======== STORED DATA

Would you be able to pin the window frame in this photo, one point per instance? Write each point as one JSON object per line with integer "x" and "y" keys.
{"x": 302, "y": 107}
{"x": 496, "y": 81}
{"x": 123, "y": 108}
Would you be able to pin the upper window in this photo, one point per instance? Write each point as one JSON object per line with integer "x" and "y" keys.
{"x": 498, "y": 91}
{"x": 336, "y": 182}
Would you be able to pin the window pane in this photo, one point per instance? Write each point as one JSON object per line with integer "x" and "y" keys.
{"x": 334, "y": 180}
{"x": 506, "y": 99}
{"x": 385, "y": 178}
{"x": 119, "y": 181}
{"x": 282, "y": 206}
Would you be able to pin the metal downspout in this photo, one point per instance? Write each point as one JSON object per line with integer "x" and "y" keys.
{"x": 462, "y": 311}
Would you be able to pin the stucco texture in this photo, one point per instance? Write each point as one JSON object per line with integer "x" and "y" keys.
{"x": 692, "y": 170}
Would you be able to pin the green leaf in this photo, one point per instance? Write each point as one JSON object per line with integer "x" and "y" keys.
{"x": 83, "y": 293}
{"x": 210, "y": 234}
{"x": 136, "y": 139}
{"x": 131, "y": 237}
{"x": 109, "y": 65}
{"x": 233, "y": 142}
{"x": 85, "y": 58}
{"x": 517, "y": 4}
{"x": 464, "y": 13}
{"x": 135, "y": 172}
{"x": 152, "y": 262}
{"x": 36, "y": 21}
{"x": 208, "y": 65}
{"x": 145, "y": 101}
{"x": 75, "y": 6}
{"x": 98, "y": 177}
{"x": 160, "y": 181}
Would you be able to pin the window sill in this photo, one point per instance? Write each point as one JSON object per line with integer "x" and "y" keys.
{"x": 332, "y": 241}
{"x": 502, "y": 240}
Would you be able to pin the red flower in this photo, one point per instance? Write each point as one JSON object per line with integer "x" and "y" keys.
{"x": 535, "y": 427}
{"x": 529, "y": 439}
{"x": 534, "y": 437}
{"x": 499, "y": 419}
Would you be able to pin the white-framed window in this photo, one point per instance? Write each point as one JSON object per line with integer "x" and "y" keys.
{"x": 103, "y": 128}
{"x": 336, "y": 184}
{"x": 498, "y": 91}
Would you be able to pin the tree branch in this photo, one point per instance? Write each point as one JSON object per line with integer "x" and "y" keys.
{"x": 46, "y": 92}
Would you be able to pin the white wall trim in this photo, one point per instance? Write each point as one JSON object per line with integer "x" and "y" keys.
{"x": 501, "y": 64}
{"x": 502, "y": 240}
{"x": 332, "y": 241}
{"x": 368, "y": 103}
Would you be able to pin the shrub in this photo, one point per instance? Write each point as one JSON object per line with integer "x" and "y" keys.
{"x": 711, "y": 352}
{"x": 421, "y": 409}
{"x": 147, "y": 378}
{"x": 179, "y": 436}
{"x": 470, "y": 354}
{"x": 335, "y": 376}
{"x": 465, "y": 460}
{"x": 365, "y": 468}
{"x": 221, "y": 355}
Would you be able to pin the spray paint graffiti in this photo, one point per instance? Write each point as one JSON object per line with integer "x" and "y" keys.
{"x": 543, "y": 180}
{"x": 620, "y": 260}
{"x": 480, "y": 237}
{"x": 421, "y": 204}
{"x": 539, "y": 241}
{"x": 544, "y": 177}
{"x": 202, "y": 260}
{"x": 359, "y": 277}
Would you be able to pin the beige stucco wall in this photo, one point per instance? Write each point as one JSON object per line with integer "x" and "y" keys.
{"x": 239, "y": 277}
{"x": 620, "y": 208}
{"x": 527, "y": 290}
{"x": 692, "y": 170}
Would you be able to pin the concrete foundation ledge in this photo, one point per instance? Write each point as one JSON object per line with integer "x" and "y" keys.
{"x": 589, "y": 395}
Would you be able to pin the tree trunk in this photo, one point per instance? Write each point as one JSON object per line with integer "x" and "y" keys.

================

▶ WRITTEN EXERCISE
Copy out all of the material above again, putting "one point for each one" wherever "one point per instance" appears and leaving everything else the same.

▶ SOLUTION TO THE EXERCISE
Would you be able to pin the window frame in this photo, one point for each one? Write each point as one JSON object per line with integer "x" and "y" keys.
{"x": 302, "y": 107}
{"x": 496, "y": 81}
{"x": 123, "y": 108}
Would you be able to pin the upper window in this photo, one point for each one? Write each point as one JSON object per line with integer "x" and "y" keys.
{"x": 498, "y": 91}
{"x": 336, "y": 182}
Would you be able to pin the window pane in this photo, one point for each one? Write each point as one JSON object per line with integer "x" and "y" keys.
{"x": 334, "y": 180}
{"x": 506, "y": 99}
{"x": 385, "y": 178}
{"x": 119, "y": 181}
{"x": 282, "y": 206}
Would you be able to pin the metal downspout in this photo, one point for each one? Write each point as one JSON object per line with integer "x" and "y" keys.
{"x": 462, "y": 311}
Would you be able to pin the stucco texture in this photo, one point for each one? Write each point as one JSON object per line with integer "x" and "y" keys.
{"x": 692, "y": 170}
Would you be able to pin the green leaf in this photo, one point for each one? Write each point as one JSON object per line with integer "x" and "y" keys.
{"x": 83, "y": 293}
{"x": 210, "y": 234}
{"x": 136, "y": 139}
{"x": 131, "y": 237}
{"x": 109, "y": 65}
{"x": 233, "y": 142}
{"x": 85, "y": 58}
{"x": 517, "y": 4}
{"x": 464, "y": 13}
{"x": 135, "y": 172}
{"x": 152, "y": 262}
{"x": 36, "y": 21}
{"x": 208, "y": 65}
{"x": 145, "y": 101}
{"x": 75, "y": 6}
{"x": 98, "y": 177}
{"x": 160, "y": 181}
Would you be able to pin the window sill in this photo, one point for each one? Write each point as one JSON object per line with integer "x" and "y" keys.
{"x": 332, "y": 241}
{"x": 502, "y": 240}
Would you be able to pin the red flower in this photo, one point for each one? Write each point as one JSON object per line with integer "x" and "y" keys.
{"x": 535, "y": 427}
{"x": 529, "y": 439}
{"x": 534, "y": 437}
{"x": 499, "y": 419}
Would you be able to pin the white-framed window in this photo, one point for each one? Write each point as one JSON object per line with integer "x" and "y" keys.
{"x": 103, "y": 128}
{"x": 336, "y": 184}
{"x": 498, "y": 91}
Would you be able to pin the tree branch in this photo, one point for each one? Write each point as one JSON object per line with integer "x" and "y" keys.
{"x": 46, "y": 92}
Would you be able to pin the white wall trim in this photo, one point for each one? Write each point as one JSON object per line with integer "x" and "y" keys.
{"x": 501, "y": 64}
{"x": 502, "y": 240}
{"x": 332, "y": 241}
{"x": 368, "y": 103}
Would you be able to pin the shrub in this photo, one point for each one? Write each point as one JSON object per line with integer "x" and "y" keys.
{"x": 711, "y": 352}
{"x": 421, "y": 409}
{"x": 147, "y": 378}
{"x": 179, "y": 436}
{"x": 470, "y": 354}
{"x": 335, "y": 376}
{"x": 465, "y": 460}
{"x": 365, "y": 468}
{"x": 221, "y": 355}
Would you be able to pin the spray paint graffiti in this photo, one point for each one? Write each point as one JSON object per line with integer "x" and "y" keys.
{"x": 543, "y": 180}
{"x": 620, "y": 260}
{"x": 480, "y": 237}
{"x": 421, "y": 204}
{"x": 539, "y": 241}
{"x": 544, "y": 177}
{"x": 202, "y": 260}
{"x": 359, "y": 277}
Would you be able to pin the beige stucco wall in this photo, one point for each one? Write each point as one JSON object per line with integer "x" and "y" keys.
{"x": 239, "y": 277}
{"x": 620, "y": 208}
{"x": 527, "y": 290}
{"x": 692, "y": 170}
Would you be able to pin the concrete foundation ledge in this photo, one point for each one? Write each point as one JSON object per line with integer "x" and "y" keys.
{"x": 589, "y": 395}
Would you be able to pin the tree trunk in this photo, one point for each one? Write each point as one JSON object per line with integer "x" and "y" keys.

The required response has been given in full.